+++ 抜き出し +++
2017.03.06(月) (ヘル+スケル)ター

 僕はやらないのですが
 パチンコというものがある。
 パチンコは楽しい。パチンコは気持ちよい。お金が増えることもある。
「射幸心」なるものを煽り、人間にとって根源的な欲求をある意味では満たす。
 依存症になることもあるが、それも人間らしいといえば、人間らしいと言ってしまえる。
 誰もがパチンコにはまってしまう可能性を持っているし、「パチンコ」ではなくても、べつの何かに似たようなはまりかたをする人はとても多いはずだ。
 パチンコにはまる人を、パチンコにはまらない人は、ばかにしたり、「自分とは関係ない」と思ってしまうが、そういう「自分とは関係ない」人たちは、とてもたくさんいる。本当にたくさんいる。そういう人の存在を無視すると、世の中のけっこう多くの範囲に対して、目をつぶることになる。

「パチンコのようなものにはまってしまうのは、人間らしいことだ。」
 実際にパチンコにはまってしまうことがなくても、ツムツムや2048といった単純なゲームにはまったり、ソーシャルゲームに依存して課金しまくったり、アイドルに熱を上げたり、たばこを吸ったり、「パチンコのようなもの」は、いろんな形をとる。心当たりがまったくない、という人はあんまりいないはずだ。
 だから、パチンコにはまる、というのは、そういった人間らしさを象徴するもので、「自分とは関係ない」と思うのは、本当はまちがっている。
+++ データの行 +++
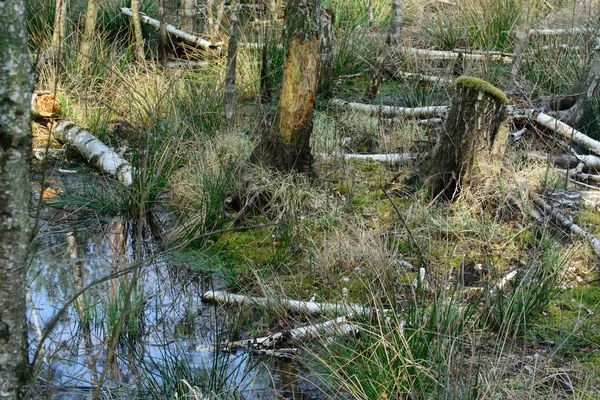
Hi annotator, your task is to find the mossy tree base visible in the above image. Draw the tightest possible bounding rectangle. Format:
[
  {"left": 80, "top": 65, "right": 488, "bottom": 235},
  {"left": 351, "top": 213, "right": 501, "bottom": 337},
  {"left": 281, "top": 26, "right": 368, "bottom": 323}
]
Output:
[
  {"left": 424, "top": 77, "right": 508, "bottom": 199},
  {"left": 251, "top": 0, "right": 320, "bottom": 175}
]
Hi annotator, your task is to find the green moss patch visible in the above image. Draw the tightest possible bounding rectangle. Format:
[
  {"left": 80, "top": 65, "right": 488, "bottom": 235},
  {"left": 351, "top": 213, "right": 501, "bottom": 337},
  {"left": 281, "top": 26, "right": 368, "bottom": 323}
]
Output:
[{"left": 456, "top": 76, "right": 508, "bottom": 104}]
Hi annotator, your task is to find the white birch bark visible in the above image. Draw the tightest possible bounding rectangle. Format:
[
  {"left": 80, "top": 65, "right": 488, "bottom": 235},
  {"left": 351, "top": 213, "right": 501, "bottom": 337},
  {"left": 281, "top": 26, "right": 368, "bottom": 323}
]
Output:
[
  {"left": 202, "top": 290, "right": 370, "bottom": 315},
  {"left": 52, "top": 121, "right": 132, "bottom": 185},
  {"left": 526, "top": 110, "right": 600, "bottom": 159},
  {"left": 121, "top": 7, "right": 222, "bottom": 49},
  {"left": 0, "top": 0, "right": 33, "bottom": 400},
  {"left": 330, "top": 99, "right": 448, "bottom": 118}
]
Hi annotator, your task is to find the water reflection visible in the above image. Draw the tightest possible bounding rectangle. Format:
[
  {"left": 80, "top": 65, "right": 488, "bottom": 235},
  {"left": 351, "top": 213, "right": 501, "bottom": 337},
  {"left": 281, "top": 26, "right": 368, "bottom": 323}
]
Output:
[{"left": 28, "top": 212, "right": 321, "bottom": 399}]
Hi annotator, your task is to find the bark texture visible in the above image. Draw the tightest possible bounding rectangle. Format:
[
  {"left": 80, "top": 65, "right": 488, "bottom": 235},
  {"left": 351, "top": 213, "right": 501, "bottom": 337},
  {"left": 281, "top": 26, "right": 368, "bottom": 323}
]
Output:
[
  {"left": 0, "top": 0, "right": 33, "bottom": 399},
  {"left": 179, "top": 0, "right": 196, "bottom": 33},
  {"left": 223, "top": 0, "right": 238, "bottom": 127},
  {"left": 425, "top": 77, "right": 508, "bottom": 198},
  {"left": 388, "top": 0, "right": 402, "bottom": 46},
  {"left": 79, "top": 0, "right": 98, "bottom": 64},
  {"left": 317, "top": 10, "right": 333, "bottom": 95},
  {"left": 251, "top": 0, "right": 320, "bottom": 175},
  {"left": 50, "top": 0, "right": 67, "bottom": 50},
  {"left": 131, "top": 0, "right": 146, "bottom": 62}
]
+++
### 課題の一覧:
[1] パチンコについての文章で「パチンコのようなもの」の例としてあげられているものを、すべて書き出してください。
[2] パチンコについての文章によると、パチンコにはまる人を「自分とは関係ない」と思うのはなぜまちがっているのですか。1〜3文で説明してください。
[3] パチンコについての文章を、最後の文のあとから続けて書いてください。
エントリはここでは使いません。

### 課題ごとの答え:
[1]
- ツムツムや2048といった単純なゲームにはまること
- ソーシャルゲームに依存して課金しまくること
- アイドルに熱を上げること
- たばこを吸うこと

[2] 誰もがパチンコにはまる可能性を持っています。それに、パチンコでなくても、単純なゲームやアイドル、たばこなど「パチンコのようなもの」にはまる形はいろいろあって、心当たりがまったくない人はあまりいないからです。パチンコにはまることは、そういう人間らしさを象徴しているのです。

[3]
 パチンコは、人間の根源的な部分をえぐり出すもので、
 パチンコにはまる人たちの転落を卓抜な心理描写で克明に描いた《この作品》は、人間の深部を暴き出す歴史的快作である。


 まあ、そうなのかもしれない。
 納得もする。
 だけど、それでも僕はパチンコを好きにはならないし、パチンコにはまる人たちの転落を卓抜な心理描写で克明に描いた《その作品》も、好きになるかどうかはわからない。
 その作品に優しさを感じれば、好きになるだろうし、優しさを感じなければ、好きにならない。

 楳図かずお先生の『洗礼』を読んだ。とてもひどいことがたくさん描かれていて、怖くて、つらい。「人間の深部」とかいうものを描いている、とまさにいえるようなものだろう。
 僕は『洗礼』を好きだと思ったが、それはたぶん楳図先生がとても優しい人で、最後には、ものすごい力業で、ちゃんと何か、よいことを残してくれるからだ。悲劇のようでも、どこか光がある。